Your objective:
Leave every picture out, then reproduce the rest of the listing exactly.

Data for the task:
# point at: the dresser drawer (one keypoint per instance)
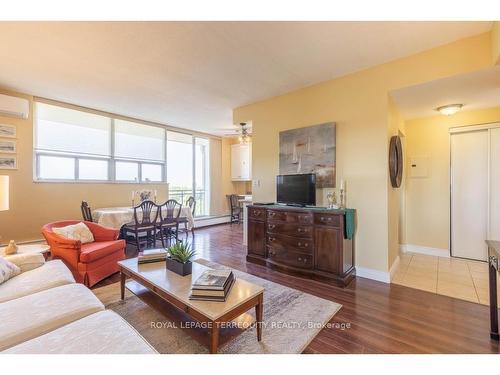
(280, 242)
(331, 220)
(256, 213)
(295, 230)
(290, 258)
(289, 217)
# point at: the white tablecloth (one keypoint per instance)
(116, 217)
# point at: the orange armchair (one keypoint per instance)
(90, 262)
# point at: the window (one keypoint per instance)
(55, 167)
(127, 171)
(74, 145)
(70, 144)
(202, 182)
(188, 170)
(138, 141)
(93, 169)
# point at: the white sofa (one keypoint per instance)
(44, 311)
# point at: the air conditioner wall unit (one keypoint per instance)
(14, 106)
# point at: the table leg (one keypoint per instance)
(214, 338)
(493, 300)
(259, 309)
(123, 277)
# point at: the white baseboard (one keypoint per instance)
(409, 248)
(394, 267)
(369, 273)
(204, 222)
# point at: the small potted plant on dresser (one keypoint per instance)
(179, 259)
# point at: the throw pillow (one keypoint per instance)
(78, 232)
(7, 270)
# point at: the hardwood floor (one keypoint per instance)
(375, 317)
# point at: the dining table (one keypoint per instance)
(116, 217)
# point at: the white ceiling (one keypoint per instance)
(192, 74)
(475, 90)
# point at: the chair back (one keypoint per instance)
(233, 201)
(191, 203)
(147, 215)
(168, 211)
(86, 211)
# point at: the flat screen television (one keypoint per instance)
(297, 189)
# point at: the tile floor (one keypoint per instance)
(453, 277)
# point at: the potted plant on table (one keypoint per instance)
(179, 259)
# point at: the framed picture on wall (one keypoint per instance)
(8, 146)
(8, 131)
(8, 162)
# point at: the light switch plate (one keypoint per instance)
(419, 167)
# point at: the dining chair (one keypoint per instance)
(168, 225)
(236, 210)
(191, 203)
(86, 211)
(144, 228)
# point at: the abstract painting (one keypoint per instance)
(310, 150)
(8, 162)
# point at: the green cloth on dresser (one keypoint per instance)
(349, 223)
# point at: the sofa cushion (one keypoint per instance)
(90, 252)
(27, 261)
(7, 270)
(100, 333)
(34, 315)
(50, 275)
(79, 232)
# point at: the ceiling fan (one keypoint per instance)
(243, 130)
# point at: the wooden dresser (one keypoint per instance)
(302, 241)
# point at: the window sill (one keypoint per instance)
(99, 182)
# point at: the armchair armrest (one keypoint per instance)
(102, 233)
(63, 248)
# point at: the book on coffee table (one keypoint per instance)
(212, 285)
(213, 280)
(152, 255)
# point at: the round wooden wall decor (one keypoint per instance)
(396, 161)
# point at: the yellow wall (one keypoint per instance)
(33, 204)
(358, 103)
(495, 42)
(428, 199)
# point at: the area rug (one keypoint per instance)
(291, 320)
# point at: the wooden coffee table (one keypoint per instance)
(176, 289)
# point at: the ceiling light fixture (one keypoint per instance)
(244, 137)
(449, 109)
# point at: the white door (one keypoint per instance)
(494, 212)
(235, 162)
(469, 197)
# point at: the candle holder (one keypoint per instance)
(342, 198)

Exercise result:
# point at: the dresser drawer (one keypoint per instance)
(280, 242)
(331, 220)
(256, 213)
(295, 230)
(290, 258)
(289, 217)
# point at: the white tablecloth (one keypoint per instance)
(116, 217)
# point at: the orange armchair (one keypoint per instance)
(90, 262)
# point at: the window (one keypoint per instance)
(55, 167)
(127, 171)
(74, 145)
(70, 144)
(202, 182)
(188, 170)
(138, 141)
(93, 169)
# point at: the white sofa (one keypoint per instance)
(44, 311)
# point at: the air conditioner wall unit (one keypoint per instance)
(14, 106)
# point at: the table leg (one keypoint per instance)
(214, 338)
(493, 300)
(259, 309)
(123, 277)
# point at: the white baseboard (one keypoint per instance)
(409, 248)
(394, 267)
(369, 273)
(204, 222)
# point at: the small potted plant on dresser (one keypoint per instance)
(179, 259)
# point at: the throw pillow (one keypoint per instance)
(78, 232)
(7, 270)
# point at: the hardwood floor (one keypoint per instance)
(375, 317)
# point at: the dining table (one keypoint per instance)
(116, 217)
# point at: the white ceiling (one keypoint per instance)
(192, 74)
(475, 90)
# point at: the chair back (one keypoint per instance)
(233, 201)
(191, 203)
(147, 215)
(168, 211)
(86, 211)
# point at: the flat screen television (one keypoint per instance)
(297, 189)
# point at: the tile floor (one keypoint per instance)
(453, 277)
# point at: the potted plant on table (one keypoint per instance)
(179, 259)
# point at: the framed picture on wall (one keypoint per instance)
(8, 146)
(8, 131)
(8, 162)
# point at: the light switch plate (one keypoint per instance)
(419, 167)
# point at: the dining chair (one keypoint per instance)
(168, 225)
(236, 210)
(191, 203)
(86, 211)
(144, 228)
# point at: the abstract painting (one keypoint per instance)
(310, 150)
(8, 162)
# point at: the green cloth on dresser (one keypoint per instance)
(349, 223)
# point at: the sofa cushion (one keypoint per instance)
(90, 252)
(27, 261)
(7, 270)
(100, 333)
(34, 315)
(50, 275)
(79, 232)
# point at: the ceiling fan (one keypoint per instance)
(243, 130)
# point at: the wooden dresser (one keypoint per instance)
(302, 241)
# point at: the window sill (one keypoint per instance)
(99, 182)
# point at: the armchair armrest (one keypoint per instance)
(102, 233)
(63, 248)
# point at: the book on coffee table (one keypoint per instance)
(212, 285)
(213, 280)
(152, 255)
# point at: the round wooden wall decor (one keypoint per instance)
(396, 161)
# point at: the yellow wall (one keypoint per instance)
(33, 204)
(358, 103)
(495, 42)
(428, 199)
# point at: the area rug (one keypoint per instance)
(291, 320)
# point at: the wooden coffee table (one keypoint per instance)
(176, 289)
# point at: the ceiling light fixture (one keypoint per instance)
(244, 137)
(449, 109)
# point at: the white door (one keypoint per instance)
(494, 212)
(235, 162)
(469, 197)
# point at: the candle holder (one keypoint per instance)
(342, 198)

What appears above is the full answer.